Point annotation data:
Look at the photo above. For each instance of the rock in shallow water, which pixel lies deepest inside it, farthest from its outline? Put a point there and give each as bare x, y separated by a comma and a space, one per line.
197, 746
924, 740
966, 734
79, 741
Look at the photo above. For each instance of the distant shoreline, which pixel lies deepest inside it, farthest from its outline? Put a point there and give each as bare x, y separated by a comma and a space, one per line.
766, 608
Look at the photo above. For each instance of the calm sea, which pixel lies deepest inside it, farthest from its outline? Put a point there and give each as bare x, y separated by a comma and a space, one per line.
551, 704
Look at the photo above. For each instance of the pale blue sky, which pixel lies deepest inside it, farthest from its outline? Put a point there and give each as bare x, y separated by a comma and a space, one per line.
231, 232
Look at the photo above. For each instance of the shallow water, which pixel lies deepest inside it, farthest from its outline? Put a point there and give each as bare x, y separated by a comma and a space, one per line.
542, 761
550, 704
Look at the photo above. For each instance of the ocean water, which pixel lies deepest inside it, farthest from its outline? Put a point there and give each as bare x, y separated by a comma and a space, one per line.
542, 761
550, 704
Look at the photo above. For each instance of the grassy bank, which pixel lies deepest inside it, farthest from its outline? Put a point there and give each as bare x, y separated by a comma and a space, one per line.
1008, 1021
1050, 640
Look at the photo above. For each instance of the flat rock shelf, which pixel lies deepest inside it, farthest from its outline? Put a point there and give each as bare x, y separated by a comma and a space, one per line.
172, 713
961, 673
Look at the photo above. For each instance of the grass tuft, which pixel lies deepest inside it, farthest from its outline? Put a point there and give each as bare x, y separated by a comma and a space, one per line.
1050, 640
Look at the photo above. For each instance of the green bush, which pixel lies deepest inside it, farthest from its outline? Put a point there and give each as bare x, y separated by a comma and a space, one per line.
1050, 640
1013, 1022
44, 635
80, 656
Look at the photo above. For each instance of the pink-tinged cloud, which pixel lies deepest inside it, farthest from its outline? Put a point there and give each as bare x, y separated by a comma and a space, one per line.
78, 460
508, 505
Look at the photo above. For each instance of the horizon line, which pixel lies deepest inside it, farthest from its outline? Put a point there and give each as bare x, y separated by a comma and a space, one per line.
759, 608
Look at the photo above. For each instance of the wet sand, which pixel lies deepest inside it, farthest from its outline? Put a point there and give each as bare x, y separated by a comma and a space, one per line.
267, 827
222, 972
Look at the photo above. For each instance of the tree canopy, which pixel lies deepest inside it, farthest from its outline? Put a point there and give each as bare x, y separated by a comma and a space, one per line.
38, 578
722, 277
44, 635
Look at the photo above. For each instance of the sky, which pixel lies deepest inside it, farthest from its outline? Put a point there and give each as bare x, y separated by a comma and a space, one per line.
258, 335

> THE EXERCISE:
Render all of the lines above as a two-column CSV with the headers text and answer. Give one row for each line of text, paired with the coordinates that follow it, with each value in a single quoted field and any line breaks replaced by spaces.

> THE RESPONSE:
text,answer
"Look at the photo above. For each instance of the rock in shallow water, which pixel lies deepest inside it, farthest from its outline? Put a point there and give each as bare x, y separated by a comma and a space, one per line.","197, 746 924, 740 966, 734 79, 741"
"Look at the photo above. For each instance of the distant shoreline, which pixel lies deepest inside it, farthest from its outline? Put a point there and give each as bare x, y separated by a comma and a space, one per line.","766, 608"
"Look at the photo above. For each instance of the calm sea, which pixel lies deepest inside it, farthest from its outline? Put a point there and give each as bare x, y separated by a comma and a space, one per line.","551, 704"
"Look at the photo above. For each instance of the pale blue sky, which pixel lies deepest inside it, farthest from its outline? Put a point there and give each as bare x, y separated by a comma and a space, one per line.","231, 232"
"Look at the photo above. For each instance of the shallow water, which pixel lies deepest inside it, farthest from its outline? Put a point there and give each as bare x, y separated by a comma and a space, one per line.","542, 761 550, 704"
"Look at the photo above. For each instance of the ocean water, which pixel lies deepest inside it, farthest from its outline? Put a point there and give each as bare x, y separated by a comma and a space, one per line.","542, 761 550, 704"
"Look at the photo above. For each instance of the grassy bank, which pixel lies deepest inside it, farthest from its outline? Put a point there and give each as bare x, y separated by a comma and a space, one per line.","1008, 1021 1050, 640"
"Look at the photo above. For each instance of the flat rock shelf, which pixel lies deepest inside it, farthest from its outline? Put a point there and give each as bare x, y separated by a comma and a space, one per line.","172, 713 961, 673"
"Look at the photo above. For each instance of the grass tuft, which pixel lies deepest inside it, farthest from its outline? Put a point there and give each as bare x, y separated by a comma and a space, one per line.","1050, 640"
"Look at the photo above. For each instance of the green bush, which pixel lies deepest inside it, farthest from its outline? Put a point there and give each as bare x, y separated by a comma and a space, one per line.","1050, 640 1013, 1022 44, 635 80, 656"
"Look at the photo above. For each instance of the pink-tinged cloud, which pixel lies deepest inside it, farthest from its outline? Put a point there and give each as bare x, y separated by a comma and a space, one per line.","78, 460 508, 505"
"Look at the photo above. For each instance of the horizon line, which pixel lies deepest inside it, farthest from its outline? Put a point there and give each as bare x, y separated by a comma and a space, one per line.","759, 608"
"Look at the photo above. For each instance of the wet sand, which pixel lies deepest inside it, farthest from its outline? Put a point there and give each as bare x, y separated by a comma and a space, one per line.","267, 827 222, 972"
"Look at the photo above. For each instance of the tree canopy, which pixel lies deepest inside it, farthest from its outline? Put a point there and give each as bare x, y separated by a comma and a space, one per line.","38, 578 722, 277 44, 635"
"Look at the photo above. For each instance of the sky, which pixel lies deepest inside it, farthest from its outline? Put a point there and give each as bare x, y separated by a comma and a space, one per line.","258, 335"